==== INPUT ====

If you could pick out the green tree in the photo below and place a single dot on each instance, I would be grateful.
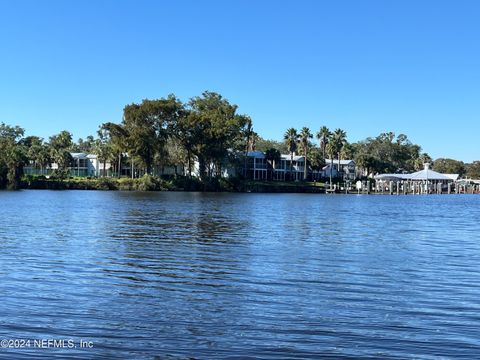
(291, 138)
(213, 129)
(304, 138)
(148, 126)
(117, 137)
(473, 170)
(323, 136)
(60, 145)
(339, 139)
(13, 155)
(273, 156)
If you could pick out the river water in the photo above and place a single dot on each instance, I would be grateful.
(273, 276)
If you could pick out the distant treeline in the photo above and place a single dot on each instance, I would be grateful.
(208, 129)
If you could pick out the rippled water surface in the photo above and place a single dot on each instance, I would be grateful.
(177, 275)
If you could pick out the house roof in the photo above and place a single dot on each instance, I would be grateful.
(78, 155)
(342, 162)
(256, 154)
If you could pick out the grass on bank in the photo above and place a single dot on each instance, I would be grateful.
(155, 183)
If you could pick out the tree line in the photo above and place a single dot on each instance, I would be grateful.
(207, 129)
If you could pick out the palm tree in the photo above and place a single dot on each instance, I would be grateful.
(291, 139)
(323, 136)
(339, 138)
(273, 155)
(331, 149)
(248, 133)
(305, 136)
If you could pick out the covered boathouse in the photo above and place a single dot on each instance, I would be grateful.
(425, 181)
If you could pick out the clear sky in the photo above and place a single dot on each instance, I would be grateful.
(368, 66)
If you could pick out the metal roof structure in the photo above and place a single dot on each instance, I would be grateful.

====
==== INPUT ====

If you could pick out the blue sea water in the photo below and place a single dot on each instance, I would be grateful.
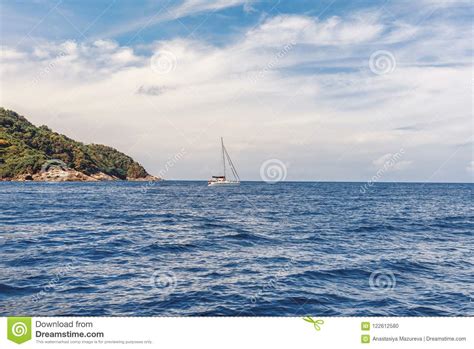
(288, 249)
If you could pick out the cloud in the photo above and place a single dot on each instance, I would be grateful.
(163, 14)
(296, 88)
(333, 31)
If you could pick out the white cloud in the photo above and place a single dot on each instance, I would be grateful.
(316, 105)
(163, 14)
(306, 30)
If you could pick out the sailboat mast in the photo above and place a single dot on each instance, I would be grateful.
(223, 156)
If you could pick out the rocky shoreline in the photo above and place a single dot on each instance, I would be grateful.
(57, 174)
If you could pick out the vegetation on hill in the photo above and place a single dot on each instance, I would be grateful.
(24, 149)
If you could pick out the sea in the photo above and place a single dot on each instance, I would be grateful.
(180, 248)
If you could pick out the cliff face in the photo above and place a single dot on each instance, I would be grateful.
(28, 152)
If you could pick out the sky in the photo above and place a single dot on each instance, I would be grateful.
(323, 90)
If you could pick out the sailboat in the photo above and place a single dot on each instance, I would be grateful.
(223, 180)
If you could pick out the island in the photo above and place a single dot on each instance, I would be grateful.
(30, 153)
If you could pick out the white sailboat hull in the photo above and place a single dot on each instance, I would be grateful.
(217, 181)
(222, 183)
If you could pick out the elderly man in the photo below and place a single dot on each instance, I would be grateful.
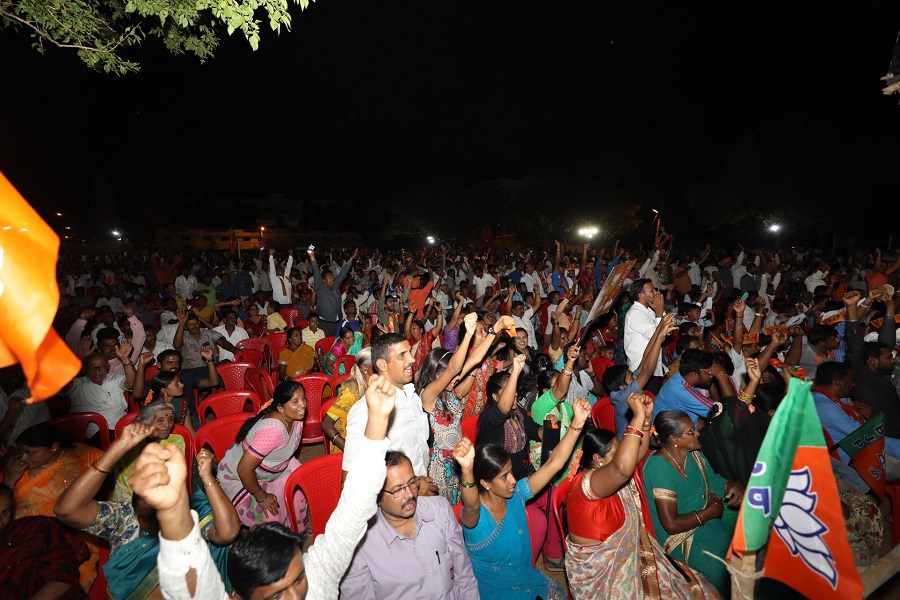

====

WORK INSTRUCTIONS: Count the lines of the records that contain the word "roof". Reply with the number alone.

RESULT OF THE EXERCISE: 2